CHALLENGE
Repeat each record exactly. Any picture gets left out.

EXCERPTED DATA
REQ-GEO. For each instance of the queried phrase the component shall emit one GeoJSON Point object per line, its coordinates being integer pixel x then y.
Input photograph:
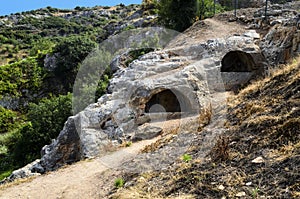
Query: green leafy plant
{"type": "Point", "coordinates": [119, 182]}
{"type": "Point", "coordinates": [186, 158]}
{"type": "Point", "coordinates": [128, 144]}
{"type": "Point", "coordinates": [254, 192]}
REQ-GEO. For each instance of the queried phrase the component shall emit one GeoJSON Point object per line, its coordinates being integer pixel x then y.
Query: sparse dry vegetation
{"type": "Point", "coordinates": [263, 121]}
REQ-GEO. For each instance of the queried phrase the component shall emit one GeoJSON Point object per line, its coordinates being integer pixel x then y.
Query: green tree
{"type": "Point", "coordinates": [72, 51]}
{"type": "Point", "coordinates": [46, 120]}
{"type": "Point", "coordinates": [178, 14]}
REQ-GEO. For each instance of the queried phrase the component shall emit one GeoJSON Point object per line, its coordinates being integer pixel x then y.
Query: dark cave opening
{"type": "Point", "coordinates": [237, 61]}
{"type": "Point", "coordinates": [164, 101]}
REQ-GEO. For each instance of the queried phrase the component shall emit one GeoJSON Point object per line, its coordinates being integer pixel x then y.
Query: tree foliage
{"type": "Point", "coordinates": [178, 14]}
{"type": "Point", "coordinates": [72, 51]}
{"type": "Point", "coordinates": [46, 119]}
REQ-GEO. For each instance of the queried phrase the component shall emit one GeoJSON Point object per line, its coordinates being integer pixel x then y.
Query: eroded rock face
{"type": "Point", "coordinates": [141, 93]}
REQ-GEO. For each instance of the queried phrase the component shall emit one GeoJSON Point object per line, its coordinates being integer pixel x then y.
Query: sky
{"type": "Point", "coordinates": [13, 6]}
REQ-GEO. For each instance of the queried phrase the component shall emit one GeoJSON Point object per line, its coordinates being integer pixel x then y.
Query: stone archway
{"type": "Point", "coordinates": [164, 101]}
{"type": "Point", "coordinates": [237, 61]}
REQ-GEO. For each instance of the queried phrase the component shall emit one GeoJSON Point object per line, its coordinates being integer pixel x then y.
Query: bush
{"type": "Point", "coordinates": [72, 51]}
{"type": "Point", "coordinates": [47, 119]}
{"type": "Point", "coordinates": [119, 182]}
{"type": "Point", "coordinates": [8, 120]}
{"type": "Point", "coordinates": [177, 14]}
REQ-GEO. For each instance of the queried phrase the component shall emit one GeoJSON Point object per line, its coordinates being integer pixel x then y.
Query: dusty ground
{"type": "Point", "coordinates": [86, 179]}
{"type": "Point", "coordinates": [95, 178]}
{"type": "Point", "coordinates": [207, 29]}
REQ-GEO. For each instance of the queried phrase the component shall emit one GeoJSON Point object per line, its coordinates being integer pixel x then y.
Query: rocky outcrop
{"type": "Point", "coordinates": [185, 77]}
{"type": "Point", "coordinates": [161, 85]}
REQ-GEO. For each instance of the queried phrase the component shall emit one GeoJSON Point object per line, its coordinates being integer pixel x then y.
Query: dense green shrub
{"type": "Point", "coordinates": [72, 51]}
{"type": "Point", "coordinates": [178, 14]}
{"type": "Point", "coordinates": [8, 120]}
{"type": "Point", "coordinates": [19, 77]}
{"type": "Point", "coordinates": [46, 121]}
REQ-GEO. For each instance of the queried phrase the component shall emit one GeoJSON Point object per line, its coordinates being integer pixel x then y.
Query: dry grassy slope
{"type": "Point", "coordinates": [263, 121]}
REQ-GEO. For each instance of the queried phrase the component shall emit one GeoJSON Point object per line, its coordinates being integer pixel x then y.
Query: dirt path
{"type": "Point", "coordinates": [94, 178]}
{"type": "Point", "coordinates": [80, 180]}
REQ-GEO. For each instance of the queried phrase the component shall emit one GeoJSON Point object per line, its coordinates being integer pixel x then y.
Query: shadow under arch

COMPLETE RESPONSE
REQ-GEO. For each instance of the queried phrase the component shall emit one GeoJSON Point object per line, its coordinates being integer pixel x then y.
Input photograph:
Query: green leafy plant
{"type": "Point", "coordinates": [119, 182]}
{"type": "Point", "coordinates": [186, 158]}
{"type": "Point", "coordinates": [128, 144]}
{"type": "Point", "coordinates": [254, 192]}
REQ-GEO. For each instance of the queried phrase the component shall emit one GeoJSON Point object per line, its coordinates being integer pixel x then y.
Query: sparse dry vegetation
{"type": "Point", "coordinates": [263, 121]}
REQ-GEO. For each instance of the queried phrase the component shall emit one GeoJSON Point object per line, its coordinates being integer pixel x then y.
Query: green tree
{"type": "Point", "coordinates": [72, 51]}
{"type": "Point", "coordinates": [46, 120]}
{"type": "Point", "coordinates": [178, 14]}
REQ-GEO. For each instance of the queried phrase the component shall emit one GeoJSON Point object per line, its coordinates being integer pixel x then y.
Query: dark cave opening
{"type": "Point", "coordinates": [237, 61]}
{"type": "Point", "coordinates": [164, 101]}
REQ-GEO. For each instance of the queried phrase the component shall emit one GeoJSON Point object per line, its coordinates being integer pixel x then y.
Query: tree foliage
{"type": "Point", "coordinates": [178, 14]}
{"type": "Point", "coordinates": [72, 51]}
{"type": "Point", "coordinates": [46, 119]}
REQ-GEO. For each instance of the queried phrase the component shall emit one GeoJSON Point object per line, its coordinates being integer pixel x then y.
Query: eroded rock face
{"type": "Point", "coordinates": [141, 93]}
REQ-GEO. For each instance of the queried phrase the component shall emit one GeoJSON Point object per line, its coordinates being integer pixel x then y.
Query: sky
{"type": "Point", "coordinates": [13, 6]}
REQ-GEO. For each instance of the queried phrase the component shall emit one GeoJSON Point object per line, its coordinates being integer pixel x then y.
Query: stone archway
{"type": "Point", "coordinates": [164, 101]}
{"type": "Point", "coordinates": [237, 61]}
REQ-GEO. For each instance of the queried phrase the component shall emit one GeoJSON Point object per line, its coordinates being integer pixel x then y.
Query: bush
{"type": "Point", "coordinates": [72, 51]}
{"type": "Point", "coordinates": [47, 119]}
{"type": "Point", "coordinates": [119, 182]}
{"type": "Point", "coordinates": [8, 120]}
{"type": "Point", "coordinates": [177, 14]}
REQ-GEO. For each instance of the queried phrase the component shall emit one GeoJSON Point object per line, its coordinates being integer pixel x then y.
Query: dusty ground
{"type": "Point", "coordinates": [86, 179]}
{"type": "Point", "coordinates": [95, 178]}
{"type": "Point", "coordinates": [207, 29]}
REQ-GEO. For each instance of the queried phrase the component shall emit one GeoJSON Point object per line, its coordinates being integer pixel x then y.
Query: rocky outcrop
{"type": "Point", "coordinates": [185, 77]}
{"type": "Point", "coordinates": [161, 85]}
REQ-GEO. For each instance of the queried phrase the component shall emit one GeoJSON Point object per line, its coordinates being integer pixel x then y.
Query: dense green shrub
{"type": "Point", "coordinates": [72, 51]}
{"type": "Point", "coordinates": [178, 14]}
{"type": "Point", "coordinates": [8, 120]}
{"type": "Point", "coordinates": [19, 77]}
{"type": "Point", "coordinates": [46, 121]}
REQ-GEO. For each instance of the queried phrase the component shall emit one GeoJSON Point object per line, its coordinates being integer pixel x then y.
Query: dry grassy slope
{"type": "Point", "coordinates": [263, 121]}
REQ-GEO. For each instance of the queried phrase the component shall emit one GeoJSON Point object per line, its coordinates being integer pixel x then y.
Query: dirt path
{"type": "Point", "coordinates": [94, 178]}
{"type": "Point", "coordinates": [80, 180]}
REQ-GEO. For each instance of the queried phrase the component shall emit one GeoJSON Point object per line, its coordinates being integer pixel x then y.
Query: shadow under arch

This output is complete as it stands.